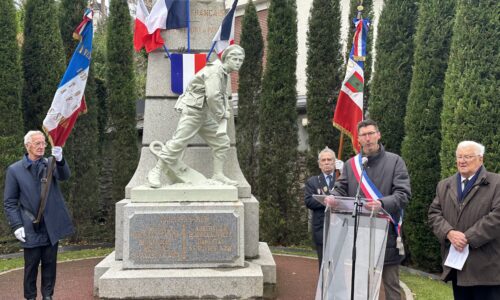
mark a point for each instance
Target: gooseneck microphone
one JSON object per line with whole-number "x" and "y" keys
{"x": 364, "y": 161}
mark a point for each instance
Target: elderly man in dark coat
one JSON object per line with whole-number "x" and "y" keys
{"x": 321, "y": 184}
{"x": 465, "y": 214}
{"x": 22, "y": 197}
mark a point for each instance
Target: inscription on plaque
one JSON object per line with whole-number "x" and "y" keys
{"x": 170, "y": 238}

* **WRITTEN PROBLEM**
Revise the listing above by putting "occurrence" wherever "instance" appears, keeping everything else as it is. Leave the pictures out of your copy.

* **FINAL RESULT**
mark a point for each occurrence
Target: gooseneck microphone
one JSON object per line with whole-number "x" and "y" keys
{"x": 364, "y": 161}
mark a point for each occurrence
Target: elderly man in dark coat
one JSON object per line with whole-number "x" and "y" keys
{"x": 321, "y": 184}
{"x": 465, "y": 214}
{"x": 22, "y": 197}
mark a point for each occurrence
Target: inscription on plaque
one JSON object per line with whole-number "x" and "y" keys
{"x": 170, "y": 238}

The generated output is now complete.